● What you have to do:
Decide whether each statement below agrees with the passage on the tumor micro-environment. Answer yes or no for each and quote the deciding words of the passage.
1. ssGSEA was used to evaluate immune cells.
2. PD-1 was found to be negatively associated with the 9 hub genes.
3. VSIG4 showed a correlation with PD-1 of R greater than 0.6.

● Passage to read:
--

6 Tumor Micro-Environment Related Study
6.1 Differential Investigation of Immune Cells
To explore the alterations in traits of immune-related TME between the low and high-risk categories, ssGSEA was implemented to evaluate penetrating immunocytes. As presented in Figure 7A, the scores of 17 immune cells were determined to be a significant difference,such as Th1 cells,Tfh cells, and inflammation-promoting cells.
6.2 Differential Analysis of Immune Checkpoint
Combined risk score and immune checkpoint genes expressions investigation displayed that 17 genes was considerably changed between low and high-risk categories (Figure 7B).The correlation between special immunological checkpoint molecules PDCD1(PD-1) and 9 model genes were displayed in Figure8. The findings revealed that PD-1 was positively associated with 9 hub genes of the training cohort(P<0.01).Except for CD40LG [R=0.58,P<2.2e-16](Figure 8A),HTRA4 [R=0.55,P<2.2e-16](Figure 8B) and VSIG4[R=0.34,P<6.8e-12](Figure 8C),the higher expression levels of CCL5[R=0.74,P<2.2e-16](Figure 8D),CD2[R=0.79,P<2.2e-16](Figure 8E),CD3G[R=0.72,P<2.2e-16](Figure 8F),ICOS[R=0.70,P<2.2e-16](Figure 8G),GIMAP7[R=0.67,P<2.2e-16](Figure 8H),ANKRD22[R=0.66,P<2.2e-16](Figure 8I) were treated as excellent relation with R>0.6.

--

● The data:
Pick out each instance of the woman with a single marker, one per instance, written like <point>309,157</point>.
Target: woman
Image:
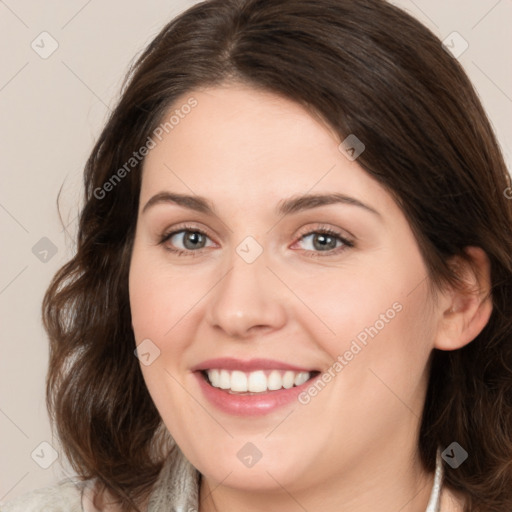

--

● Output:
1. Yes: "ssGSEA was implemented to evaluate penetrating immunocytes"
2. No: "PD-1 was positively associated with 9 hub genes of the training cohort(P<0.01)"
3. No: "VSIG4[R=0.34,P<6.8e-12]"